(Source data)
•••••

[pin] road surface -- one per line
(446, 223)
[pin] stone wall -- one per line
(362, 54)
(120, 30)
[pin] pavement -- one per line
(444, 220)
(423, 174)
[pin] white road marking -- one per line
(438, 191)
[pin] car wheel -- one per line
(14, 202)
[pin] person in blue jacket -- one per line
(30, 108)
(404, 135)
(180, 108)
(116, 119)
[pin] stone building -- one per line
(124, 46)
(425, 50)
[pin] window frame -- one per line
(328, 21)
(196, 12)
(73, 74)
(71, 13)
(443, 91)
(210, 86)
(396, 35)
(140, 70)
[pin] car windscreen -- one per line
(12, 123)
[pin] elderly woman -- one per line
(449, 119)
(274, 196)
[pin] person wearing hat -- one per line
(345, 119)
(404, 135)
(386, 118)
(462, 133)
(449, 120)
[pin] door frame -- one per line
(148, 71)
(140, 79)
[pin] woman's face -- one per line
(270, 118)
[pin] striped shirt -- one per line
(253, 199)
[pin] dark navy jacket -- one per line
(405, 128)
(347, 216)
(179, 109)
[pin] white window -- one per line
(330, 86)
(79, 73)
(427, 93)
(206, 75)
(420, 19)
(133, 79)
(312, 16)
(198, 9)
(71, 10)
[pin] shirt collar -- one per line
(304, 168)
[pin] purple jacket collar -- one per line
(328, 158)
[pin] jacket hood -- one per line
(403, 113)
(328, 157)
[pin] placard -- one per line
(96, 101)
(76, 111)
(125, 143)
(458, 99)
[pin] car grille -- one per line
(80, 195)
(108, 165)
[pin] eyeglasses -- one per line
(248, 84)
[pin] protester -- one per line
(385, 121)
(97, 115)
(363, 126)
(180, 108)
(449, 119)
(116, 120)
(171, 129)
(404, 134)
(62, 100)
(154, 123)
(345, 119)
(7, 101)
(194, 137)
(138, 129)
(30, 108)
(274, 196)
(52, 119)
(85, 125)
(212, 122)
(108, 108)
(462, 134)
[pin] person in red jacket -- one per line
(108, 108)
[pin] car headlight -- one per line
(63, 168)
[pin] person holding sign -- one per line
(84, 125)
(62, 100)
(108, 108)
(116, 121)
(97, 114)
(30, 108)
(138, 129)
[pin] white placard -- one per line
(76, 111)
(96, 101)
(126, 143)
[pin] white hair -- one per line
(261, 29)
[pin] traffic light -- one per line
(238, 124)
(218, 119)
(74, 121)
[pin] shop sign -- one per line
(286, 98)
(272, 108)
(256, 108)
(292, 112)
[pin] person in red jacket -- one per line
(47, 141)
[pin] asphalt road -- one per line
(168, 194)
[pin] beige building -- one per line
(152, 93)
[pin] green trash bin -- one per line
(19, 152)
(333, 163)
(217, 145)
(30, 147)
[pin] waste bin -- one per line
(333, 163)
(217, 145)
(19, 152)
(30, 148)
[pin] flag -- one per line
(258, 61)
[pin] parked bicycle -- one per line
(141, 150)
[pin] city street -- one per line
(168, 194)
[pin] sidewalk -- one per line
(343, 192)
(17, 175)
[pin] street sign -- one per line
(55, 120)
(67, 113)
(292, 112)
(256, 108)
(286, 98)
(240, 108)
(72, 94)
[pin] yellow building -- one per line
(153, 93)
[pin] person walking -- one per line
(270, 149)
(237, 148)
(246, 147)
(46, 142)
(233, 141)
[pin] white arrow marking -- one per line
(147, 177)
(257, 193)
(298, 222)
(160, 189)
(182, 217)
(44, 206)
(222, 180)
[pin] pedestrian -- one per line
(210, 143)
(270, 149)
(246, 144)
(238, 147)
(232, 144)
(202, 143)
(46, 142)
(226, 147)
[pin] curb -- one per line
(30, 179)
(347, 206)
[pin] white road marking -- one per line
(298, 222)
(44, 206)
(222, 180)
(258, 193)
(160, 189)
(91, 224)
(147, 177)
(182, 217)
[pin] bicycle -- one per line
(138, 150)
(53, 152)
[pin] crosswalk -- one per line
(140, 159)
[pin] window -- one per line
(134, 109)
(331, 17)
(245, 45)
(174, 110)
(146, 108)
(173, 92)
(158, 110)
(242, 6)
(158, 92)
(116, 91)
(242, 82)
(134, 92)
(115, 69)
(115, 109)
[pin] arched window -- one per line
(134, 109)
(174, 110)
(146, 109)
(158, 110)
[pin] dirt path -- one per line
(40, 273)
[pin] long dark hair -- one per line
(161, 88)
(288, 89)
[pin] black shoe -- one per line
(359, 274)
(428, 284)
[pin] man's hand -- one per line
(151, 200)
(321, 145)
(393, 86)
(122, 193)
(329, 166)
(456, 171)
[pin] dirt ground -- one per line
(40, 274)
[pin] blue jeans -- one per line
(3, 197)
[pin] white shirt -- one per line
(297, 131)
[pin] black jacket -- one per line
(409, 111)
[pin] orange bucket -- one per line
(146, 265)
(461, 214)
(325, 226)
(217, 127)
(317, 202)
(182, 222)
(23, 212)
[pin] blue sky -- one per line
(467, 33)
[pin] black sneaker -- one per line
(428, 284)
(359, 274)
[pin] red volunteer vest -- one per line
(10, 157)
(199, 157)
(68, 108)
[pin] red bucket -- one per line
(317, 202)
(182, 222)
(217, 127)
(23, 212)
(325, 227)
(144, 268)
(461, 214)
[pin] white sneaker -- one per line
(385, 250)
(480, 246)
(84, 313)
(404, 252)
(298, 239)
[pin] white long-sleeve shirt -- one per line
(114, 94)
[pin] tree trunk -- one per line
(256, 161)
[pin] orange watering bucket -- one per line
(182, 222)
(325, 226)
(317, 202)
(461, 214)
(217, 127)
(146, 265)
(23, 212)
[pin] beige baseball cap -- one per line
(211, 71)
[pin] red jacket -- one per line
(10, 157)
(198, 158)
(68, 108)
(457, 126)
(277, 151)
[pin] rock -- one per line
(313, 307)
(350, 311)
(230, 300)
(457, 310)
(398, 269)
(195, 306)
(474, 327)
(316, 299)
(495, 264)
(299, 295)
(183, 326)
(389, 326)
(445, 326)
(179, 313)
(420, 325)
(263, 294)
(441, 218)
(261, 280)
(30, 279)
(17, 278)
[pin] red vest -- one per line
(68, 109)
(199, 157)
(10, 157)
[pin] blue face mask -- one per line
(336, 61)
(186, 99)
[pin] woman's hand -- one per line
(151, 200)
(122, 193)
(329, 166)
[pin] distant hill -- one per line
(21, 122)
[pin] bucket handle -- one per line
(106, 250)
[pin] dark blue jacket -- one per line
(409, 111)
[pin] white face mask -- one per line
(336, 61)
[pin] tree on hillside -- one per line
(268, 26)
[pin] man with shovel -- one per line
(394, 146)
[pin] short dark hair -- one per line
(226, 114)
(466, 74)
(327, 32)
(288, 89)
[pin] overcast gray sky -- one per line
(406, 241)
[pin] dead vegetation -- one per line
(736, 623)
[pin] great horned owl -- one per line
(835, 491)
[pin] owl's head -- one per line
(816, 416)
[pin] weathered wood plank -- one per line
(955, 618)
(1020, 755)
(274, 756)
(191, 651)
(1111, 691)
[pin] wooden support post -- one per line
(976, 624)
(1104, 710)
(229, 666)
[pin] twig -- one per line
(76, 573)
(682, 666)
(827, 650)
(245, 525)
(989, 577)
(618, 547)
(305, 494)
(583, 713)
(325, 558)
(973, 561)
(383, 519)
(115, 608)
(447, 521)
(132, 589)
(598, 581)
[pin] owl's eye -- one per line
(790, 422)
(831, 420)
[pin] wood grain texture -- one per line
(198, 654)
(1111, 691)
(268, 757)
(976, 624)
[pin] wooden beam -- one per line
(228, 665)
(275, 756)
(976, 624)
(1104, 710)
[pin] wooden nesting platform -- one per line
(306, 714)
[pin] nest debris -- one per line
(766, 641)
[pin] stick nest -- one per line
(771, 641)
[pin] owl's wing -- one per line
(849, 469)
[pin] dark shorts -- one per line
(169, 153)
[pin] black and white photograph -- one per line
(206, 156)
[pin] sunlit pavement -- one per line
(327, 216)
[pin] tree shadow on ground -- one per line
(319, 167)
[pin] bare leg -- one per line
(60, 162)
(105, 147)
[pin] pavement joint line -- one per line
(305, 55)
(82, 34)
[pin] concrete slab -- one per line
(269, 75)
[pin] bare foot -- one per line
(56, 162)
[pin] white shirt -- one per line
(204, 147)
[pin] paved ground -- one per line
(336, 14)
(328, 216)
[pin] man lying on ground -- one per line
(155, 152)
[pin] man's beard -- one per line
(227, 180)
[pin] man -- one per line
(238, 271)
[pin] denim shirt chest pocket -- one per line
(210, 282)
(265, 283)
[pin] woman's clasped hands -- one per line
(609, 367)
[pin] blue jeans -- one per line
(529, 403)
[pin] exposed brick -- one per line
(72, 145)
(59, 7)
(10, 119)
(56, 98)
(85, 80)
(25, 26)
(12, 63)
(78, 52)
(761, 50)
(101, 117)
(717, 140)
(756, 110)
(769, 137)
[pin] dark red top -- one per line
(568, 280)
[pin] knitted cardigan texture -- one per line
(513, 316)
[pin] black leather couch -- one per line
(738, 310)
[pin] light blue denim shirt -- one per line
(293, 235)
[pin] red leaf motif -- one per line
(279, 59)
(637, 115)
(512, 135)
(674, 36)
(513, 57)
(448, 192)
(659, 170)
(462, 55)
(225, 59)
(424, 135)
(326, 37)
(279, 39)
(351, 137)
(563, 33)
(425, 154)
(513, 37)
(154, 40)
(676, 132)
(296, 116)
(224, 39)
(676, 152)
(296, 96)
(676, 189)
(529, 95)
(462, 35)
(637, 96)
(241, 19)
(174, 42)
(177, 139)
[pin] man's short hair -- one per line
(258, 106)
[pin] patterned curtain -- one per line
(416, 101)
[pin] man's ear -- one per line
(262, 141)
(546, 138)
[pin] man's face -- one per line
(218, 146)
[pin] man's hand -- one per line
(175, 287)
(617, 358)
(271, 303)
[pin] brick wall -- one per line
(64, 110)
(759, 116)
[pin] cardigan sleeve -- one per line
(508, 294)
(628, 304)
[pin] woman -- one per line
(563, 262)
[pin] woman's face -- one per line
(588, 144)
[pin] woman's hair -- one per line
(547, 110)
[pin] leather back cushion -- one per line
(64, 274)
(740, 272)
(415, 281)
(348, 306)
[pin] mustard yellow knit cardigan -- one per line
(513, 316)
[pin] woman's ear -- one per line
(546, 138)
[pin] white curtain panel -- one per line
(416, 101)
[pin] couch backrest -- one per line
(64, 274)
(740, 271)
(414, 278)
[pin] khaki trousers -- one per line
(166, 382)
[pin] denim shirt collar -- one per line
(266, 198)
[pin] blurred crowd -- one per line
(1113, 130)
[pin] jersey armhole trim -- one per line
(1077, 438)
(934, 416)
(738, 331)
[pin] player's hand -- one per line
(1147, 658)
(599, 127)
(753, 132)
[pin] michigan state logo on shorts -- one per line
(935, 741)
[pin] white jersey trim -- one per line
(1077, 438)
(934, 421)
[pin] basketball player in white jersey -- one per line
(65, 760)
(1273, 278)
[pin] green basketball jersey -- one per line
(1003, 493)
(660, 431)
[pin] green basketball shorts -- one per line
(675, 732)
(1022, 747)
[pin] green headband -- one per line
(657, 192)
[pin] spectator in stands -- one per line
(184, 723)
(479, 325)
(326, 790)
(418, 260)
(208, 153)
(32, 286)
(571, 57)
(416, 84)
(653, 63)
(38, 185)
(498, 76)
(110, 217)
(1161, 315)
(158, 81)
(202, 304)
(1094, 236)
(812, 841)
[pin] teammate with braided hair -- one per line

•••••

▶ **Task objective**
Quote exactly the line containing "[pin] woman's hair -- one per line" and every later line through the end of the listing, and no other lines.

▶ **Output for this task**
[pin] woman's hair -- one per line
(547, 110)
[pin] leather back cushion -- one per line
(64, 274)
(740, 272)
(415, 281)
(348, 306)
[pin] mustard yellow knit cardigan -- one per line
(513, 316)
[pin] woman's ear -- one per line
(546, 138)
[pin] white curtain panel -- one per line
(416, 101)
[pin] couch backrest -- one per line
(64, 274)
(740, 271)
(414, 278)
[pin] khaki trousers -- one per line
(166, 382)
[pin] denim shirt collar -- one per line
(266, 198)
[pin] blurred crowd -- one per line
(1113, 130)
[pin] jersey armhole trim -- one per line
(1077, 438)
(934, 416)
(738, 331)
[pin] player's hand -- one per line
(1147, 658)
(599, 127)
(753, 132)
[pin] michigan state logo on shorts -- one per line
(935, 741)
[pin] white jersey trim -- one per line
(1077, 438)
(934, 421)
[pin] basketball player in white jersey -- one per line
(65, 760)
(1273, 278)
[pin] green basketball jersey -- one per line
(1003, 493)
(660, 431)
[pin] green basketball shorts -- one per line
(675, 732)
(1022, 747)
[pin] green headband -- one per line
(657, 192)
[pin] spectator in stands -- one per line
(184, 723)
(479, 325)
(326, 790)
(418, 260)
(208, 153)
(32, 286)
(571, 57)
(416, 84)
(653, 63)
(38, 185)
(498, 76)
(110, 217)
(1161, 315)
(158, 81)
(202, 304)
(1094, 236)
(812, 841)
[pin] teammate with braided hair -- one per line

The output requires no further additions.